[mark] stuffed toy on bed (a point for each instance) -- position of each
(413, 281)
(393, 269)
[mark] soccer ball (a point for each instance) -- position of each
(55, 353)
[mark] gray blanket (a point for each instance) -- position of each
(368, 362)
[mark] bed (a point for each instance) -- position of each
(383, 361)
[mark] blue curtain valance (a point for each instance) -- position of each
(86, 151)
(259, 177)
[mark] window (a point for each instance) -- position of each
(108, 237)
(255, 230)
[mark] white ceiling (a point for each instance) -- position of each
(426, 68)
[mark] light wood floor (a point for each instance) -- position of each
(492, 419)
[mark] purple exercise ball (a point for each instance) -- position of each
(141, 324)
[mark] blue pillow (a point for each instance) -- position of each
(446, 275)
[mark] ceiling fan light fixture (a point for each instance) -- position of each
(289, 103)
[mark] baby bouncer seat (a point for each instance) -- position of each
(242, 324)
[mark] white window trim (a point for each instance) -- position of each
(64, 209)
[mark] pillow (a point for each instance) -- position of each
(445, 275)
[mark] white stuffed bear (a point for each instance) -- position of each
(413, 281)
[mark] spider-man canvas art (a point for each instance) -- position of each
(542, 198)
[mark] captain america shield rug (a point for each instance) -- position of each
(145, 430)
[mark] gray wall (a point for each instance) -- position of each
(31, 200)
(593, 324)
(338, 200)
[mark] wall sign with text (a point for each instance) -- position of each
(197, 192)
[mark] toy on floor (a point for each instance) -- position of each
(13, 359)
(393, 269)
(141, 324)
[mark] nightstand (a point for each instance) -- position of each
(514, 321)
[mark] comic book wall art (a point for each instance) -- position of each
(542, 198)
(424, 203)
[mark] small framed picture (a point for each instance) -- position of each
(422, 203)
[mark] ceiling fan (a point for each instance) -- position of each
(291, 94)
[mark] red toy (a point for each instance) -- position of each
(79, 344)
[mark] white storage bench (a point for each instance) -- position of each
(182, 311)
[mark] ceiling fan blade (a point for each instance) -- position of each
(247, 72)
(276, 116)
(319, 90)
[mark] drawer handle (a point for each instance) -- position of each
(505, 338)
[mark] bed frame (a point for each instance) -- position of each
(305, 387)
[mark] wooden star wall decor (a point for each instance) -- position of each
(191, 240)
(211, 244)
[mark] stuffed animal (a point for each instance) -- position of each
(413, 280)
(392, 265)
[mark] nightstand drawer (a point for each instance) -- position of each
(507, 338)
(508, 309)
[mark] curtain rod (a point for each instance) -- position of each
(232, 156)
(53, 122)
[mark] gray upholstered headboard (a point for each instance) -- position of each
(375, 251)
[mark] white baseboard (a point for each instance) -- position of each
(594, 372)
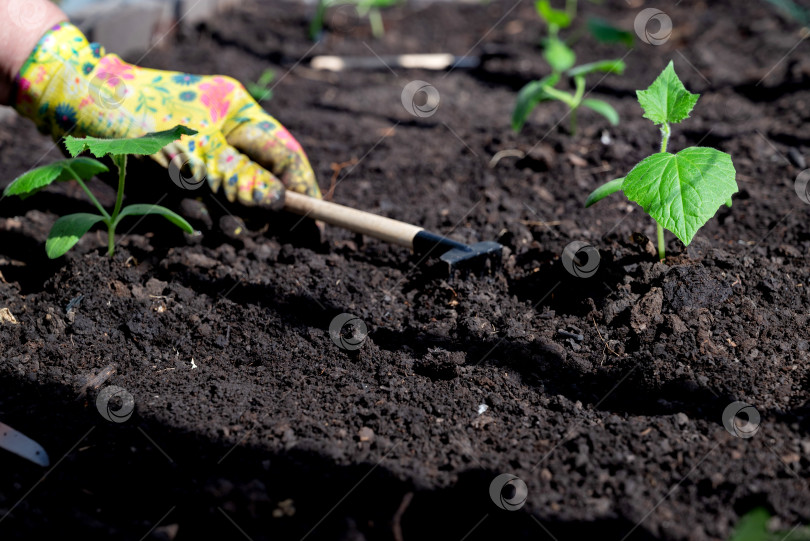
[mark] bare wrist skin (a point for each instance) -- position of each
(22, 24)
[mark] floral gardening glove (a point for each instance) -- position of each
(68, 85)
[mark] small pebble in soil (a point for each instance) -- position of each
(366, 434)
(796, 158)
(567, 334)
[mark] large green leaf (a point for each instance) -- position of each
(143, 210)
(682, 191)
(36, 179)
(603, 108)
(552, 16)
(145, 145)
(528, 98)
(67, 231)
(607, 66)
(667, 100)
(558, 55)
(605, 32)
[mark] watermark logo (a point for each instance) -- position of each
(421, 99)
(653, 26)
(802, 186)
(741, 419)
(580, 259)
(187, 172)
(107, 409)
(348, 331)
(508, 492)
(109, 93)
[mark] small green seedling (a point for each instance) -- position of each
(260, 90)
(562, 58)
(682, 191)
(753, 526)
(67, 230)
(365, 8)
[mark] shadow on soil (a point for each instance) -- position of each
(113, 477)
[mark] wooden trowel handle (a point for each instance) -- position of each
(355, 220)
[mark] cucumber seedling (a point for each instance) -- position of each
(369, 8)
(67, 230)
(261, 90)
(562, 58)
(682, 191)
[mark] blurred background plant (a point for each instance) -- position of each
(561, 58)
(753, 526)
(364, 8)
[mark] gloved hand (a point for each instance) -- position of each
(69, 86)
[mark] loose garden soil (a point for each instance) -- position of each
(251, 422)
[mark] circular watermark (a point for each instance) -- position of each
(106, 409)
(508, 492)
(26, 14)
(580, 259)
(802, 186)
(108, 93)
(741, 419)
(348, 331)
(187, 172)
(653, 26)
(421, 99)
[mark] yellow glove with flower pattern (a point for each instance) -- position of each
(70, 86)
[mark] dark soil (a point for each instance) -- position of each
(279, 434)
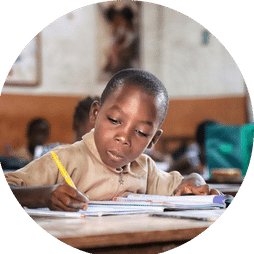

^^^^

**Problem:**
How many lines of the material contain the word "window"? Reply with the number alone.

**Answer to the exercise:**
2